◆ The task: Please write out every record below exactly as it stands.

----- Data to examine -----

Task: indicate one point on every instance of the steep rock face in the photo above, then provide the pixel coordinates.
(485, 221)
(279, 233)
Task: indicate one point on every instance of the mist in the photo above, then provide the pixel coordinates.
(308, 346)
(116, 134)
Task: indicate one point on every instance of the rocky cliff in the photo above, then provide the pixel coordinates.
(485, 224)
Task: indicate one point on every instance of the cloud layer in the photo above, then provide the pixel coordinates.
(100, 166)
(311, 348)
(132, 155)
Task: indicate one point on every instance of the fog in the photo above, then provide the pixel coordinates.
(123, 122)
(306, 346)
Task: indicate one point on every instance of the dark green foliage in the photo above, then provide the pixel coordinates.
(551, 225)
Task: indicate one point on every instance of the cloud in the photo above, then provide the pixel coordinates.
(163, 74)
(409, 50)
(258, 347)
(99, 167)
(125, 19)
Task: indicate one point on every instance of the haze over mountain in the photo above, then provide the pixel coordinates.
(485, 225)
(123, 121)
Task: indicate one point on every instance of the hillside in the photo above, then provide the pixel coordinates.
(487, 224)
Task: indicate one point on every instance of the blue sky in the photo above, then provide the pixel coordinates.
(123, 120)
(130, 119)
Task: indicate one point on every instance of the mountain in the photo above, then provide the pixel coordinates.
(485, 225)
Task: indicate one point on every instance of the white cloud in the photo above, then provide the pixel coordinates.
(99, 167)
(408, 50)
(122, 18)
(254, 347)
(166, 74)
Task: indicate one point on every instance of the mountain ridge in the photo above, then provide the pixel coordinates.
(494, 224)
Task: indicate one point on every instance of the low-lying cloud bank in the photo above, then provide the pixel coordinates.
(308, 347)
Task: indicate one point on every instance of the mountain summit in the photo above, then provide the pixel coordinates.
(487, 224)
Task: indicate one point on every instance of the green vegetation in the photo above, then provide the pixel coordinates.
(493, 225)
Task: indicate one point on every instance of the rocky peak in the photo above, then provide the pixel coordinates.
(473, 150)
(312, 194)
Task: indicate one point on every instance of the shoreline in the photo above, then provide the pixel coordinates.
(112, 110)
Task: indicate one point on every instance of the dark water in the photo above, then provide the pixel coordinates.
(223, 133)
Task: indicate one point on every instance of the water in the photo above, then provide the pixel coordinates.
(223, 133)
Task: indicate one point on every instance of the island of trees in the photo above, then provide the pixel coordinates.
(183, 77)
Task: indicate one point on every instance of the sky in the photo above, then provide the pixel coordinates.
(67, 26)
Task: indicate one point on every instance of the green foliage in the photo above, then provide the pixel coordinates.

-----

◆ Answer to the exercise:
Task: indicate one point on every instance of the steep rock face in the photo above, then provide the pixel coordinates.
(485, 221)
(279, 233)
Task: indicate one point on every instance of the mist in the photo above, then provide the pixel coordinates.
(308, 346)
(116, 134)
Task: indicate one point on every instance of the rocky cliff in the photo above, then provide the pixel coordinates.
(485, 224)
Task: indicate one point on every instance of the cloud layer in the photo above, then provide the pixel coordinates.
(100, 166)
(311, 348)
(132, 155)
Task: indicate one point on every instance of the fog in the photo above, then provide the pixel coordinates.
(123, 122)
(306, 346)
Task: indicate one point on every instance of the dark green foliage in the photo above, then provide the pixel coordinates.
(551, 225)
Task: indicate one point on every instance of the cloud in the photo above, then provide the pixel coordinates.
(163, 74)
(409, 50)
(258, 347)
(99, 167)
(125, 19)
Task: indicate one point on every instance of the haze over mountain in the photo above, then provide the pixel coordinates.
(485, 225)
(123, 121)
Task: indicate one point on every instance of the hillside in the photo above, then provide the pixel coordinates.
(487, 224)
Task: indicate one point on every instance of the blue sky in the photo above, then provide the pixel coordinates.
(123, 120)
(130, 119)
Task: indicate one point on every instance of the mountain in the photo above, then provide the pixel coordinates.
(485, 225)
Task: indicate one point on every instance of the white cloud in the photo above, then provide the pixel coordinates.
(99, 167)
(408, 50)
(122, 18)
(254, 347)
(166, 74)
Task: indicate one point on every instance of the mountain ridge in the photo above, then provide the pixel coordinates.
(494, 224)
Task: indicate one point on every instance of the low-lying cloud bank in the photo above, then provide the pixel coordinates.
(308, 347)
Task: indicate one point on every instance of the mountain summit in the photo above, then provide the pixel coordinates.
(487, 224)
Task: indicate one point on every instance of the green vegetation in the photo above, then provide the pixel coordinates.
(493, 225)
Task: indicate one point on every instance of the rocky peak in the photo above, then provide the pixel coordinates.
(473, 150)
(312, 194)
Task: indicate one point on every instance of the shoreline in the photo above, then provide the pixel coordinates.
(112, 110)
Task: indicate one point on every instance of the dark water in the photo above, then provide the pixel coordinates.
(223, 133)
Task: indicate one point on every instance of the water in the photo above, then provide the pixel coordinates.
(223, 133)
Task: indicate one point on every instance of the island of trees in the photo above, then provide the pixel coordinates.
(183, 77)
Task: indicate one point on every instance of the sky in the photo above, then provide the pixel coordinates.
(67, 26)
Task: indicate one point on every instance of the green foliage in the photo above, then provide the pixel coordinates.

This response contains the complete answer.